Output, please, every line from the line that holds "1. Examine the image above and locate the reflecting" to the end, exactly as written.

** Begin Input rows **

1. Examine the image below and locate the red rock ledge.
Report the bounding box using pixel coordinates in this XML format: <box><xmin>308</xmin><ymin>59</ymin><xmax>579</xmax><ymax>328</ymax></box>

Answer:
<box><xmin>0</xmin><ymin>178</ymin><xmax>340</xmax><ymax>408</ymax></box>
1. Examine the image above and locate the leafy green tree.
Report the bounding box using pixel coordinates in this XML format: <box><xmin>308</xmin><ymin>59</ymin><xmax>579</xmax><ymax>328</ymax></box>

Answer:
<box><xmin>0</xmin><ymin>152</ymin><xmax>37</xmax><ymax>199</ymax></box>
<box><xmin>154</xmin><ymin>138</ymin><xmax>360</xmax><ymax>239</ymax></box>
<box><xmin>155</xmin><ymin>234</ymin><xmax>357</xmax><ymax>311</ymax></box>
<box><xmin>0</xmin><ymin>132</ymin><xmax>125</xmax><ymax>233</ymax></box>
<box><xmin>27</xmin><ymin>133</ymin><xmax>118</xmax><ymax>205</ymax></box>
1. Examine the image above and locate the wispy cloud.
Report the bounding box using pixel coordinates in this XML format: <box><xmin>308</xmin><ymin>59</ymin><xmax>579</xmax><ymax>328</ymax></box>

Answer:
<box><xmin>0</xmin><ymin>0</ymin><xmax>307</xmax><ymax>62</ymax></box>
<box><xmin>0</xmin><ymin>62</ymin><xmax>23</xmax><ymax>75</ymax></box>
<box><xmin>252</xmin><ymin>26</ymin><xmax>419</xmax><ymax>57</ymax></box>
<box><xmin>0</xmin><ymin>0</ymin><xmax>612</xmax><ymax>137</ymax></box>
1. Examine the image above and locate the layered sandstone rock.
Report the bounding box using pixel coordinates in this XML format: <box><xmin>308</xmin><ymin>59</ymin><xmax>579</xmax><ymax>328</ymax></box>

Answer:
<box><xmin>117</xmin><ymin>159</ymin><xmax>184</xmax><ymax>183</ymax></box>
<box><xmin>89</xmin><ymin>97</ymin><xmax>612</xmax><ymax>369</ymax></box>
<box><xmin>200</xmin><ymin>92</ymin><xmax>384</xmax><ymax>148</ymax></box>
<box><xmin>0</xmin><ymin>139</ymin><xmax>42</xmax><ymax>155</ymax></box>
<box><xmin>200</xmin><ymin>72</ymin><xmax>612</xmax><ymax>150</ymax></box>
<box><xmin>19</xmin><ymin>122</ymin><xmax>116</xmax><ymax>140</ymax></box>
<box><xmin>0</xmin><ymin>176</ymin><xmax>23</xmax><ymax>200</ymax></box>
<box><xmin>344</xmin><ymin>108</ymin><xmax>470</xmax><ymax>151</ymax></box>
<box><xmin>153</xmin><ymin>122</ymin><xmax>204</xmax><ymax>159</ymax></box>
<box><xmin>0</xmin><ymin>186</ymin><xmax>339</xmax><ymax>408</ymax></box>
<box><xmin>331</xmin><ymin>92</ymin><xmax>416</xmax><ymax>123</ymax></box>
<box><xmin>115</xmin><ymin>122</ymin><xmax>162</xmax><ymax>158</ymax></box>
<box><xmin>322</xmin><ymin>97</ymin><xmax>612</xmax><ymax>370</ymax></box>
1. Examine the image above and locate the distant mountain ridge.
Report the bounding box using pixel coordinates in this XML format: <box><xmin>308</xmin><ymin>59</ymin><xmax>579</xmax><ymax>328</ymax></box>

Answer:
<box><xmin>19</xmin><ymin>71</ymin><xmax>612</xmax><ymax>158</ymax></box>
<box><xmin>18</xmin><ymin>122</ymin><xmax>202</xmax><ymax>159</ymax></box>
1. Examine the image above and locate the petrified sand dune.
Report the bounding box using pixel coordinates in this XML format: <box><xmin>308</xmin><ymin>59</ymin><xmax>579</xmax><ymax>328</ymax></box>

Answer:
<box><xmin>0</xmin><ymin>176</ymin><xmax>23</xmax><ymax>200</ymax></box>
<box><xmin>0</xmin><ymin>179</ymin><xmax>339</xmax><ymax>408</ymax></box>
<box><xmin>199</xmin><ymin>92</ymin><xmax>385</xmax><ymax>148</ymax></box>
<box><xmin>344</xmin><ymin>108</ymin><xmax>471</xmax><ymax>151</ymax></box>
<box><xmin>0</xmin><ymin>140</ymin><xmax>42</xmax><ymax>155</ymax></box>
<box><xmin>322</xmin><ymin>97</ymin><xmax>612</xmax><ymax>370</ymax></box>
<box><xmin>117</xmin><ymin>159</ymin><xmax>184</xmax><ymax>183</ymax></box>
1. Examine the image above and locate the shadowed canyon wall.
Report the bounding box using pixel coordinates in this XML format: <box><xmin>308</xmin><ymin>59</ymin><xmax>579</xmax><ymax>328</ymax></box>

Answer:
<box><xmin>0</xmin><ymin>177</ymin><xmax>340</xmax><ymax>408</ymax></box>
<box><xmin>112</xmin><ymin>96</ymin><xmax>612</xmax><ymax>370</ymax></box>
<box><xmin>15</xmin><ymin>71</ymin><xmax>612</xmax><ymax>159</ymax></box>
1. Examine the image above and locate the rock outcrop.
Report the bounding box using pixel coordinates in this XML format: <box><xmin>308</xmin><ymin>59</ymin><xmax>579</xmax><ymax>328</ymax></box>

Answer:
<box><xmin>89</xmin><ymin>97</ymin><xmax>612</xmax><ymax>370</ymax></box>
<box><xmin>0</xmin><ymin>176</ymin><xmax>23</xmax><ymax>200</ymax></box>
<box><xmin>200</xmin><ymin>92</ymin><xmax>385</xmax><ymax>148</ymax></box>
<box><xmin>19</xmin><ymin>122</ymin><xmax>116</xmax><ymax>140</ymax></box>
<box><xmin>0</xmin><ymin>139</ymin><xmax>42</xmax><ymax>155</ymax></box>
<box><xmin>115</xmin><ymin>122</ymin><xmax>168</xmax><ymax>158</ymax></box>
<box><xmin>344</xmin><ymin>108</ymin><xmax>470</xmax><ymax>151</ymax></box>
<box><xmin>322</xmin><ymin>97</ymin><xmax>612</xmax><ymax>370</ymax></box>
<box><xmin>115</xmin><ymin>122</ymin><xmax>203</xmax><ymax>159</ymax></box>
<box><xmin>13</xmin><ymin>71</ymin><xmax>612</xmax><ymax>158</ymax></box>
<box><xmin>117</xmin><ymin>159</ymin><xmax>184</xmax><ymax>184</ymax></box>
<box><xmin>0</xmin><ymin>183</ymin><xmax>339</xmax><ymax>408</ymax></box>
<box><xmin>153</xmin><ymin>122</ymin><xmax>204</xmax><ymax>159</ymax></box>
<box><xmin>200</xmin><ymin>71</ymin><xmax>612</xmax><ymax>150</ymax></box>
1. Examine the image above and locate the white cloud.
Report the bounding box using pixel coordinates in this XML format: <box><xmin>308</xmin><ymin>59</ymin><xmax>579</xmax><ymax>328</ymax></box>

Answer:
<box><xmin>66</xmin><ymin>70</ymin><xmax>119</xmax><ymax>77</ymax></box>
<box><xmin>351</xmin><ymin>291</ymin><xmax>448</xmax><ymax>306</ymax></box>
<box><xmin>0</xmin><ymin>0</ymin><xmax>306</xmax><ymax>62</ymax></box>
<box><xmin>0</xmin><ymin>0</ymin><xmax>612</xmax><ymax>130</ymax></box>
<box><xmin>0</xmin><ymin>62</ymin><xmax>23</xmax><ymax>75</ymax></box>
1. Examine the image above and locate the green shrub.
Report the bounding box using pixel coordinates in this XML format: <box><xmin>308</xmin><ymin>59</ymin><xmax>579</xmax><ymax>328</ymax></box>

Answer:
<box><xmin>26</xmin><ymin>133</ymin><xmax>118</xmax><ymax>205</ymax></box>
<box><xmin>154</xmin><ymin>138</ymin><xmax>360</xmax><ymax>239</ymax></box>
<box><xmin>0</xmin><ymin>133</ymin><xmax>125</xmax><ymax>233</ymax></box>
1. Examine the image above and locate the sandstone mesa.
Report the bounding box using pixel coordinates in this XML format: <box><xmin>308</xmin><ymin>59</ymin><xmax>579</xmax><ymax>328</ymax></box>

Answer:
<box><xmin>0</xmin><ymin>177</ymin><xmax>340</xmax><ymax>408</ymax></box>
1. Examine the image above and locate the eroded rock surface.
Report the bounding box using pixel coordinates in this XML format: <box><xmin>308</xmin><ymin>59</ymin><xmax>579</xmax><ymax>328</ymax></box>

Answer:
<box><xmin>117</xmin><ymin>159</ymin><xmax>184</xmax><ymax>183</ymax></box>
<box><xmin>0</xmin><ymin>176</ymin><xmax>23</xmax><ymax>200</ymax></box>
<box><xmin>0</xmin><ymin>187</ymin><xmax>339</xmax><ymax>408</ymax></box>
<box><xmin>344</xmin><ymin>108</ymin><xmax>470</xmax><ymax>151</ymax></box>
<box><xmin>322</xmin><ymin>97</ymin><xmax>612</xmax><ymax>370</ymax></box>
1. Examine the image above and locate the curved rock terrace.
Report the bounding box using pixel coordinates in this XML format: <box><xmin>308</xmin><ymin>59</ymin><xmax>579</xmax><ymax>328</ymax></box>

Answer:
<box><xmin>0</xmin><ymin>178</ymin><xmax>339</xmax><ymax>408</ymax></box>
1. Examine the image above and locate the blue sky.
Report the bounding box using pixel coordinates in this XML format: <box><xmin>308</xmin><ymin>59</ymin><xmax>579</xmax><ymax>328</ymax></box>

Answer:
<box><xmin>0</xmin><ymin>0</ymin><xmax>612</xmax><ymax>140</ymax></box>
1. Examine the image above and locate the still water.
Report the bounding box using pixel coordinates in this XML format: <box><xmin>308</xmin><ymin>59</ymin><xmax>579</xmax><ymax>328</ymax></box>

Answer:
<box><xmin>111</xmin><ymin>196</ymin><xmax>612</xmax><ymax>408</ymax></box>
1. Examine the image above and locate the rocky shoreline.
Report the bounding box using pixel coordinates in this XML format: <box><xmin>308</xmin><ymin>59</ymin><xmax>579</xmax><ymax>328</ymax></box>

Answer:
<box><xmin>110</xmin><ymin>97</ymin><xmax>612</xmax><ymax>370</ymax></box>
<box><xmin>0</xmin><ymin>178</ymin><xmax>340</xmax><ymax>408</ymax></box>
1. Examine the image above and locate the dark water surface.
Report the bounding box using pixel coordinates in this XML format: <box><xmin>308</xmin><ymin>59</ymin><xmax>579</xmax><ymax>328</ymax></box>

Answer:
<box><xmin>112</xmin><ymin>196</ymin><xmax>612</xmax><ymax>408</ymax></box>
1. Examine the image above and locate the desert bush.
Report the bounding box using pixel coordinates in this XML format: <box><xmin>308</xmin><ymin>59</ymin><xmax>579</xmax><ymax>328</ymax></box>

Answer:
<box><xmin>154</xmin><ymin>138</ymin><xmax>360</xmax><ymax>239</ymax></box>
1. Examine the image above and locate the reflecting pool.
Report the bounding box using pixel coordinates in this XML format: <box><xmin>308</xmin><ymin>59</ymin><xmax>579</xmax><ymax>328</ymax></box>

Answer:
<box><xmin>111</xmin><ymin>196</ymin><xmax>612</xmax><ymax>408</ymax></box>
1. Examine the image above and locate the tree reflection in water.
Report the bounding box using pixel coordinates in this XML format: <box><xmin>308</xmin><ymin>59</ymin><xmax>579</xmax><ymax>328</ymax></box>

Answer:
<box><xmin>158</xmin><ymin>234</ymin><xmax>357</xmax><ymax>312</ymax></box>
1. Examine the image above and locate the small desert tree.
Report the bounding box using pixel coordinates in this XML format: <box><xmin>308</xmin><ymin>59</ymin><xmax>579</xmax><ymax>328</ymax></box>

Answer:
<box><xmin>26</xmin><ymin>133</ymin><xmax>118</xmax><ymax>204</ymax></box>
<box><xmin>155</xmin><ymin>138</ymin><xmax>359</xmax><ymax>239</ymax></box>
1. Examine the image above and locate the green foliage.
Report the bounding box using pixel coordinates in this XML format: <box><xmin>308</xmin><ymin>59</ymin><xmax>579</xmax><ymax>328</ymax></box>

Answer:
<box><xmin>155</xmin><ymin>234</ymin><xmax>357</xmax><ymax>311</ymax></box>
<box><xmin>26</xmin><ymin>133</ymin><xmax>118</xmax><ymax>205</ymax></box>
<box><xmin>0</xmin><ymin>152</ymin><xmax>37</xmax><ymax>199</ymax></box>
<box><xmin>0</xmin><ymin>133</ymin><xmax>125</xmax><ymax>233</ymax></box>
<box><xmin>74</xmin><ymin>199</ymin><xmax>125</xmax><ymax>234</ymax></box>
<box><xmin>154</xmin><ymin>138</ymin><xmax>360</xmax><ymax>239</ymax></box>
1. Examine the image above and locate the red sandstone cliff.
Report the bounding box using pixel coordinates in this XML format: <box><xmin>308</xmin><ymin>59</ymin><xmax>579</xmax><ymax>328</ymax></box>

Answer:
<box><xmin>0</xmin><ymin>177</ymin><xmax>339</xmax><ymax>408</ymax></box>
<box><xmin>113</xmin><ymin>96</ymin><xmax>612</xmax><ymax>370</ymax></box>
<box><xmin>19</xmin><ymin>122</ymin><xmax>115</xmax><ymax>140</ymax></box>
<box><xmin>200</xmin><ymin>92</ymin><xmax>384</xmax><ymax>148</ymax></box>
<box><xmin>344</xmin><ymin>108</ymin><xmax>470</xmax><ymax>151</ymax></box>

** End Input rows **

**Reply to the task**
1. Examine the image above and locate the reflecting pool.
Report the bounding box using pixel coordinates in this XML format: <box><xmin>308</xmin><ymin>59</ymin><xmax>579</xmax><ymax>328</ymax></box>

Answer:
<box><xmin>111</xmin><ymin>196</ymin><xmax>612</xmax><ymax>408</ymax></box>
1. Examine the image above and locate the tree reflection in water.
Report the bounding box using pixel coordinates in this XML format: <box><xmin>308</xmin><ymin>59</ymin><xmax>579</xmax><ymax>328</ymax></box>

Answer:
<box><xmin>158</xmin><ymin>234</ymin><xmax>357</xmax><ymax>312</ymax></box>
1. Examine the image above and locate the small desert tree.
Report the bounding box using pixel coordinates in this XML format: <box><xmin>308</xmin><ymin>59</ymin><xmax>579</xmax><ymax>328</ymax></box>

Answer:
<box><xmin>26</xmin><ymin>133</ymin><xmax>118</xmax><ymax>204</ymax></box>
<box><xmin>155</xmin><ymin>138</ymin><xmax>359</xmax><ymax>239</ymax></box>
1. Examine the image above and locate the green foliage.
Report the bounding box using pixel coordinates in this XML format: <box><xmin>308</xmin><ymin>59</ymin><xmax>579</xmax><ymax>328</ymax></box>

Answer:
<box><xmin>155</xmin><ymin>234</ymin><xmax>357</xmax><ymax>311</ymax></box>
<box><xmin>26</xmin><ymin>133</ymin><xmax>118</xmax><ymax>205</ymax></box>
<box><xmin>0</xmin><ymin>152</ymin><xmax>37</xmax><ymax>199</ymax></box>
<box><xmin>0</xmin><ymin>133</ymin><xmax>125</xmax><ymax>233</ymax></box>
<box><xmin>74</xmin><ymin>199</ymin><xmax>125</xmax><ymax>234</ymax></box>
<box><xmin>154</xmin><ymin>138</ymin><xmax>360</xmax><ymax>239</ymax></box>
1. Examine the image above and locate the red sandstone cliff.
Report the bounding box using pixel coordinates in this XML format: <box><xmin>308</xmin><ymin>59</ymin><xmax>579</xmax><ymax>328</ymax></box>

Answer:
<box><xmin>0</xmin><ymin>177</ymin><xmax>339</xmax><ymax>408</ymax></box>
<box><xmin>113</xmin><ymin>96</ymin><xmax>612</xmax><ymax>370</ymax></box>
<box><xmin>19</xmin><ymin>122</ymin><xmax>115</xmax><ymax>140</ymax></box>
<box><xmin>200</xmin><ymin>92</ymin><xmax>384</xmax><ymax>148</ymax></box>
<box><xmin>344</xmin><ymin>108</ymin><xmax>470</xmax><ymax>151</ymax></box>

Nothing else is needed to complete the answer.